Convert every line of the rows below into a Markdown table with the columns "Line No." and "Content", numbering the lines in order and skipping blank ones. Leave the pictures out of the table.

* * * * * * * * *

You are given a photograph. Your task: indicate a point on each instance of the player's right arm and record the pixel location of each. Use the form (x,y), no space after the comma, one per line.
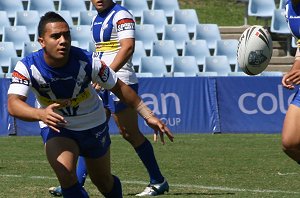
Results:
(17,106)
(292,78)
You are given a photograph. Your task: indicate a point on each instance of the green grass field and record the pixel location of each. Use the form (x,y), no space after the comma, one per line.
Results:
(196,165)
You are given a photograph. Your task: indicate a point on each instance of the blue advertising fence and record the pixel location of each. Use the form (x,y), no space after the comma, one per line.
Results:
(195,105)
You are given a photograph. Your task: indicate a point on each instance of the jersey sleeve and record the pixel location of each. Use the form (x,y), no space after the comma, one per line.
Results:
(124,24)
(20,82)
(103,75)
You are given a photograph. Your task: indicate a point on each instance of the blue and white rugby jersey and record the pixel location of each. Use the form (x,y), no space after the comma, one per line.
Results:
(108,28)
(293,18)
(69,85)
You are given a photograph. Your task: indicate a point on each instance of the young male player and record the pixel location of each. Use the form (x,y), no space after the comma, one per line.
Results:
(113,33)
(71,114)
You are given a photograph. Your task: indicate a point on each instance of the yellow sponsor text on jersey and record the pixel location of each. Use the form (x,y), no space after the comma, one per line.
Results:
(107,46)
(73,102)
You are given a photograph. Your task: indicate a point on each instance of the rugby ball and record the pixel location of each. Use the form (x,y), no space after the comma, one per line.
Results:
(254,50)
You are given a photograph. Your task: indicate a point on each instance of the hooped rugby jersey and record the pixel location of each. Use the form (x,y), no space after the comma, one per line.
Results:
(293,18)
(108,28)
(69,86)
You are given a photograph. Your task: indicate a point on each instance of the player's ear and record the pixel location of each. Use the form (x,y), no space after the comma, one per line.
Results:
(41,41)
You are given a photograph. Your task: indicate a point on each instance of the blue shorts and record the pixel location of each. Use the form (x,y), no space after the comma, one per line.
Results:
(93,143)
(112,102)
(296,99)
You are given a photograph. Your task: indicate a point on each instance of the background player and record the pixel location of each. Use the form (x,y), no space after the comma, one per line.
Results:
(291,125)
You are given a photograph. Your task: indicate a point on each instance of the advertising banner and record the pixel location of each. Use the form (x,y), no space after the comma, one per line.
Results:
(252,104)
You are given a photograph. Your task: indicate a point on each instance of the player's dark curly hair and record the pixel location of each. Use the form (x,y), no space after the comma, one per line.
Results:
(49,17)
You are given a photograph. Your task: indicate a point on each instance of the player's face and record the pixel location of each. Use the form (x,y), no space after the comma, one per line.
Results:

* * * * * * * * *

■ **Response to the task**:
| Line No. | Content |
|---|---|
| 1 | You are given a photograph. Your task: indicate a point on each instance of the player's right arm and record the pixel location of each. Use the form (x,y), no space after the comma, one per line. |
| 2 | Results: |
| 3 | (17,106) |
| 4 | (292,78) |
| 5 | You are given a photograph. Your task: indicate a point on each instance of the green grass field and record the pixel location of each. Use the form (x,y), no space after the comma, one per line. |
| 6 | Results: |
| 7 | (196,165) |
| 8 | You are given a photograph. Your task: indicate a point on each instance of the blue advertising fence and record the pixel location of each. Use the form (x,y), no space after the comma, one per line. |
| 9 | Results: |
| 10 | (195,105) |
| 11 | You are given a photograph. Your task: indicate a point on each instance of the jersey sleeve and record the pixel location of each. Use the form (x,y), no space after the comma, one per line. |
| 12 | Results: |
| 13 | (124,24) |
| 14 | (20,82) |
| 15 | (103,75) |
| 16 | You are given a photograph. Your task: indicate a point on each instance of the blue and white rugby jersey and record the pixel location of each. Use the form (x,y), no space after the comma, one per line. |
| 17 | Results: |
| 18 | (108,28) |
| 19 | (293,18) |
| 20 | (69,85) |
| 21 | You are given a photograph. Your task: indicate a point on each instance of the young male player and record the pixel location of each. Use the form (x,y), no space after the comma, one per line. |
| 22 | Results: |
| 23 | (113,33) |
| 24 | (71,114) |
| 25 | You are given a photograph. Your task: indicate a point on each instance of the yellow sponsor text on jersey and record the pixel location of each. Use the form (x,y), no space after the comma, one per line. |
| 26 | Results: |
| 27 | (107,46) |
| 28 | (73,102) |
| 29 | You are given a photograph. Your task: indicate a point on each instance of the rugby ball and record the pixel location of each. Use the form (x,y), no space after the comma, one per line. |
| 30 | Results: |
| 31 | (254,50) |
| 32 | You are given a photograph. Your task: indicate a point on each instance of the hooped rugby jersey and record the pixel location of each. Use the form (x,y), no space after the comma, one per line. |
| 33 | Results: |
| 34 | (293,18) |
| 35 | (108,28) |
| 36 | (69,86) |
| 37 | You are given a photograph. Your task: indicate a point on each instance of the player's ear and record the pixel location of each. Use the form (x,y), no space after the comma, one per line. |
| 38 | Results: |
| 39 | (41,41) |
| 40 | You are given a photograph. Your task: indicate a point on each instance of the blue shorts and record the pixel location of each. Use the form (x,y), no space after the comma, one per line. |
| 41 | Results: |
| 42 | (93,143) |
| 43 | (112,102) |
| 44 | (296,99) |
| 45 | You are given a photograph. Your task: indicate a point on each instance of the background player and record the pixel location of each. Use the form (x,y), no space after the comma, one per line. |
| 46 | Results: |
| 47 | (291,125) |
| 48 | You are given a photograph. Your task: indicate a point on each instance of the advertising banner and record the pixel location of each. Use the form (x,y), no space after the comma, one per line. |
| 49 | Results: |
| 50 | (252,104) |
| 51 | You are given a photograph. Your task: indicate a point on each instance of the player's dark curly hair and record the pixel location of each. Use the form (x,y), no space after the comma, one per line. |
| 52 | Results: |
| 53 | (49,17) |
| 54 | You are given a photograph. Your task: indicate a point on each instance of the player's face and record the pixel location of each. Use the form (x,y), no space after the comma, one per line. |
| 55 | Results: |